Count how many lines in the entries below contain the string "necktie", and give only that number.
>> BEGIN Extracted entries
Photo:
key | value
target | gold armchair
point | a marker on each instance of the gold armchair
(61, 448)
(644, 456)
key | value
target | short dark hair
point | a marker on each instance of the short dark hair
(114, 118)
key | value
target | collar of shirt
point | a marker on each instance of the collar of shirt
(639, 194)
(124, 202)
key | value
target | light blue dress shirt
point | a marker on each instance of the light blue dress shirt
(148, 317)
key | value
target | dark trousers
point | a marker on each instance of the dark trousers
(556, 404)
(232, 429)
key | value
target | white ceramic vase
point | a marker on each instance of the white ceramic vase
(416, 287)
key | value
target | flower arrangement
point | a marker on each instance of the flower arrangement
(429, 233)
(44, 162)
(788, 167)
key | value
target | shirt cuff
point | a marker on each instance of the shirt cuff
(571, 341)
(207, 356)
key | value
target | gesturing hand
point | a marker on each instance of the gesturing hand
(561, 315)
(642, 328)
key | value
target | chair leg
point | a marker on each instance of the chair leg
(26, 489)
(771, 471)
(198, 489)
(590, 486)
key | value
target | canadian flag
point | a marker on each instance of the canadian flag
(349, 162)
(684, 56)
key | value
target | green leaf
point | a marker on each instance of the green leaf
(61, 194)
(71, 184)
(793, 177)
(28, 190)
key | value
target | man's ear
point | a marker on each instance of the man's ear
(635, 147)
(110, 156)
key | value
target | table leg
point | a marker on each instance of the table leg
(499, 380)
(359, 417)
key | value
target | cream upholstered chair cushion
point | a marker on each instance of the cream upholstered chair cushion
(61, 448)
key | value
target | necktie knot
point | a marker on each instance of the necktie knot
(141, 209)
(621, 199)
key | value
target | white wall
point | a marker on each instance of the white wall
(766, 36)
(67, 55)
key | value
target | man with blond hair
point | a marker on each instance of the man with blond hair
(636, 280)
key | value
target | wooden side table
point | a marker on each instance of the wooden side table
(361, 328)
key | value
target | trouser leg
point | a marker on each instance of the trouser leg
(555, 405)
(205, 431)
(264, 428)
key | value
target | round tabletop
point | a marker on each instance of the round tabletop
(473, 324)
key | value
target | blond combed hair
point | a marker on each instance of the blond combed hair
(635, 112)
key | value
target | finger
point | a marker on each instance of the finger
>> END Extracted entries
# Result for this task:
2